_Problem requirements_: Reproduce word for word the part of the passage on Hindustani and Carnatic music that opens with the words containing "In general, the" and closes with "hoary musical tradition.".

_Source extract_:
--- BEGIN ---

Nowadays, it is fashionable to state that there are two different kinds of music in India the Hindustani or the North Indian, and the Carnatic or the South Indian. The difference or Similarity between Hindustani and Carnatic Music of Indian Classical Music is always a matter of discussion and debate. This topic is very important and part of the learning of both the tradition.
Before going to the technical discussion lets read below text :
शृङ्गारहास्यकरुणा रौद्रवीरभयानकाः ।
बीभत्साद्भुतशान्ताश्च रसाः पूर्वैरुदाहृताः ॥
The Romantic, the Humorous, the Compassionate,
the Wrathful, the Heroic, the Frightful,
the Repellent, the Wondrous and the Peaceful
are the nine Rasas, the aesthetic delights
as declared by the Ancients.
Table of Contents
Hindustani and Carnatic Music :
Nowadays, it is fashionable to state that there are two different kinds of music in India the Hindustani or the North Indian, and the Carnatic or the South Indian. In fact, there is only one kind of music in India and that is Indian music. What makes the Hindustani and the Carnatic music one is that both of them are Raga-based.
In ancient times, though the word ‘Sangeetam’ had a larger connotation, in modern times it has come to mean only music. It is a Sanskrit word meaning “perfectly sung music”, or “a perfect blend of all components of good music”.
These components are Bhava, the feeling or emotion, Raga, the melodic structure, Swara arising from within creating the inner facet of a note, with Shruti, it’s minute and right nuance, Laya and Tala, the appropriate lilt and pace of the music, Sahitya, the expressive text, Sakha, the skillful accompanist and Sabha, the gathering of enlightened listeners and connoisseurs. When these blend and fuse into an inseparable whole, then we have Rasa and Ananda, the aesthetic experience and delight of music.
These elements are common to both Hindustani and Carnatic music. No doubt, when one hears a concert of Indian classical music, there can hardly be any difficulty in determining whether the musician is performing in Hindustani or in Carnatic style. Yet, there is a basic identity which cannot be cancelled out by these stylistic variations.²
Geographical and Historical Perspective :
Geographically, the musical style prevalent in South India, that is to say, in Tamil Nadu, Kerala, Andhra Pradesh and Karnataka is known as Carnatic music. The style prevalent in the remaining areas of India, which are in the North, is known as Hindustani music. In some places, where geographically the North and the South meet, such as Dharwar in Karnataka, both styles have been simultaneously popular. And some musicians of outstanding ability have freely borrowed from both systems without introducing into their music any element of incongruity.
In general, the lyrics of Carnatic music are in Telugu, Kannada, Tamil or Malayalam, while those of Hindustani music are often in Brijbhasha, an ancient form of Hindi, or in Urdu. But language alone has not been the point of divergence as Sanskrit is sometimes used in both the styles. In fact, the barrier of the Vindhya Mountains serves only to accentuate, and not differentiate, two facets of the same enduring tradition. And it is not surprising that it should be so for. historically, these variations do not reach back to the very roots of this hoary musical tradition.

--- END ---

_Records provided_:
--- BEGIN ---

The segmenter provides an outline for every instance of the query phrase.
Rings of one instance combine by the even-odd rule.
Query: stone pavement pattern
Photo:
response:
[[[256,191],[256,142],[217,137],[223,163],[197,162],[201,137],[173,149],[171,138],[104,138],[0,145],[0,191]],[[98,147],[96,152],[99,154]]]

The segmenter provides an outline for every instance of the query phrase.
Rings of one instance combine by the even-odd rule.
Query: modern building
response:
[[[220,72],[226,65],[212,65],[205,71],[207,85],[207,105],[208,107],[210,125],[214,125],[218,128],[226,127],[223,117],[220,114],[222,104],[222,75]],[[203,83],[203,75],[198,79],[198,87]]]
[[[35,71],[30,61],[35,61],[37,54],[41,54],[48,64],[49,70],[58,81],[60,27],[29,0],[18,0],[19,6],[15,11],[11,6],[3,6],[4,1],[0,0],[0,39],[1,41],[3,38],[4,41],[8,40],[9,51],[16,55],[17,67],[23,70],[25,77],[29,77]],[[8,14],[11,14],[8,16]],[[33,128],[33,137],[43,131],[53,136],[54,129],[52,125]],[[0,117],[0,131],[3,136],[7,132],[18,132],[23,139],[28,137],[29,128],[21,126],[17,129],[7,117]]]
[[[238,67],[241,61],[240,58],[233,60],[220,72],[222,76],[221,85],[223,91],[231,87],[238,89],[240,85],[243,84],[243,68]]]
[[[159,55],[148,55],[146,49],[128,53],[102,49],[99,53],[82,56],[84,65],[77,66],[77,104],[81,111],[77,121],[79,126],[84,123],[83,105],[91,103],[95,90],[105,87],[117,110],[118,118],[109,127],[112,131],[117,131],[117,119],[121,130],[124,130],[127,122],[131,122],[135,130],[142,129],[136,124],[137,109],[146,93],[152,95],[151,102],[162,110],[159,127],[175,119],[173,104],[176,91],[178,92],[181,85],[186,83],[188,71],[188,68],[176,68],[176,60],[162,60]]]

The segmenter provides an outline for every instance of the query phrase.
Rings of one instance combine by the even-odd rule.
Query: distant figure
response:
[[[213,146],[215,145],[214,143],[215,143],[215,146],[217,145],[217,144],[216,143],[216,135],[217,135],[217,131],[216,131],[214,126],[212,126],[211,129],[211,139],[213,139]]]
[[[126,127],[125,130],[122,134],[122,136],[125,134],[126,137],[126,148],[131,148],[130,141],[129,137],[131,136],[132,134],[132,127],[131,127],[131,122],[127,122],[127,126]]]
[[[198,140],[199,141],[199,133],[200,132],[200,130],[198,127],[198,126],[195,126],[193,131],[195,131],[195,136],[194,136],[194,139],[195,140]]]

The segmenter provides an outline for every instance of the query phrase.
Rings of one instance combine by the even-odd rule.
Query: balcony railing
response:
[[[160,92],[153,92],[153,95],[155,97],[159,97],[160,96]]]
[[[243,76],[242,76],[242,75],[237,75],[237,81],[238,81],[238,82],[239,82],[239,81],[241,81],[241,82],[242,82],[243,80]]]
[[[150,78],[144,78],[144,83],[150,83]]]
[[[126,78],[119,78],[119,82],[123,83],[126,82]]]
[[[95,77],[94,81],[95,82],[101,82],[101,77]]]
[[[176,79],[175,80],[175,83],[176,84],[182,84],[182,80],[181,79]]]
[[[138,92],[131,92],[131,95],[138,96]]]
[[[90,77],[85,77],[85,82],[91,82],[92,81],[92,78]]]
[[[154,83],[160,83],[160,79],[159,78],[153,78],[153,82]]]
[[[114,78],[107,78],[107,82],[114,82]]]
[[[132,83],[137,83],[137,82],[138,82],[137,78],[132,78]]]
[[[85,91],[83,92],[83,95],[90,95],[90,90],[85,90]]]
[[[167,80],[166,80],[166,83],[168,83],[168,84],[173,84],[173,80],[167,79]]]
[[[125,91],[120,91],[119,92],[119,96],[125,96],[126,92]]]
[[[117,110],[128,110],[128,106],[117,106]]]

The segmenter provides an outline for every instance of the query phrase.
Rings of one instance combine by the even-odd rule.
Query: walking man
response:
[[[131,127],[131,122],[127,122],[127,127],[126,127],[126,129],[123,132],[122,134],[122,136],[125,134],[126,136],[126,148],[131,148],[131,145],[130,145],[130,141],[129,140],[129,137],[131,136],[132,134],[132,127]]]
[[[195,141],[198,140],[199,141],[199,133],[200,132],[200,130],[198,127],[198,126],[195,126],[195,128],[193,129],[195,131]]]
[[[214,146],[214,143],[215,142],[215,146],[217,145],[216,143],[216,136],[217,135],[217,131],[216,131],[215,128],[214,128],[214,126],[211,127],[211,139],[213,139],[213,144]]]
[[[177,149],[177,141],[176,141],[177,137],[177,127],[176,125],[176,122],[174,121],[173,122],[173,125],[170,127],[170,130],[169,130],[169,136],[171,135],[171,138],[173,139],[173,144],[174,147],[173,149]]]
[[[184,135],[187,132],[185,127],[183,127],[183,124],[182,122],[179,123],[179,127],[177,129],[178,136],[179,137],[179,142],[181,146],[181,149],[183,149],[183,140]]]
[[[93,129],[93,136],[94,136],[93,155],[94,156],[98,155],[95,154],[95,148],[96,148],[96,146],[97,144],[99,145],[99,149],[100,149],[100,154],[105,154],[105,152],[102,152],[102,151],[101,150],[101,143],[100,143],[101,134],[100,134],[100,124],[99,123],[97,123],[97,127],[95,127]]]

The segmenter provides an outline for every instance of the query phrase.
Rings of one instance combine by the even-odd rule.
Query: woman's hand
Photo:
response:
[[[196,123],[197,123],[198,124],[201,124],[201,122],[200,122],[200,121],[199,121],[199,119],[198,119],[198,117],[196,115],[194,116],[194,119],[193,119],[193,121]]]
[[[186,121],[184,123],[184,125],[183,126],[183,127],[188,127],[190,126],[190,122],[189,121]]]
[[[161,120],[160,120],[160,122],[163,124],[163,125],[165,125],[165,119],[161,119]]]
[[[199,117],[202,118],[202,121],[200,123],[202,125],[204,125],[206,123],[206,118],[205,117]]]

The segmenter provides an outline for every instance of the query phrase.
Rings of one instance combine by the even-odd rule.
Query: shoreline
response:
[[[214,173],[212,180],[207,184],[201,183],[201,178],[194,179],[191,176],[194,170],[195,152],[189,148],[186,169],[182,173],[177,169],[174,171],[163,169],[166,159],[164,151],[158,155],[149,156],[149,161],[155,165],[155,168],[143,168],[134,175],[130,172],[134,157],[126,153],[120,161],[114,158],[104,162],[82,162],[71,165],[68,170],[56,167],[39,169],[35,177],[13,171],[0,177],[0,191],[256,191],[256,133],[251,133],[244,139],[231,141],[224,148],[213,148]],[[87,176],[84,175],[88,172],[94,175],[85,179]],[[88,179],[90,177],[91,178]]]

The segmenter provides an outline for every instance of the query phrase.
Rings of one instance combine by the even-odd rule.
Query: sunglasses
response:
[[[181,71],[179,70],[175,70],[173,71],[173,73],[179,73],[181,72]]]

--- END ---

_Full answer_:
In general, the lyrics of Carnatic music are in Telugu, Kannada, Tamil or Malayalam, while those of Hindustani music are often in Brijbhasha, an ancient form of Hindi, or in Urdu. But language alone has not been the point of divergence as Sanskrit is sometimes used in both the styles. In fact, the barrier of the Vindhya Mountains serves only to accentuate, and not differentiate, two facets of the same enduring tradition. And it is not surprising that it should be so for. historically, these variations do not reach back to the very roots of this hoary musical tradition.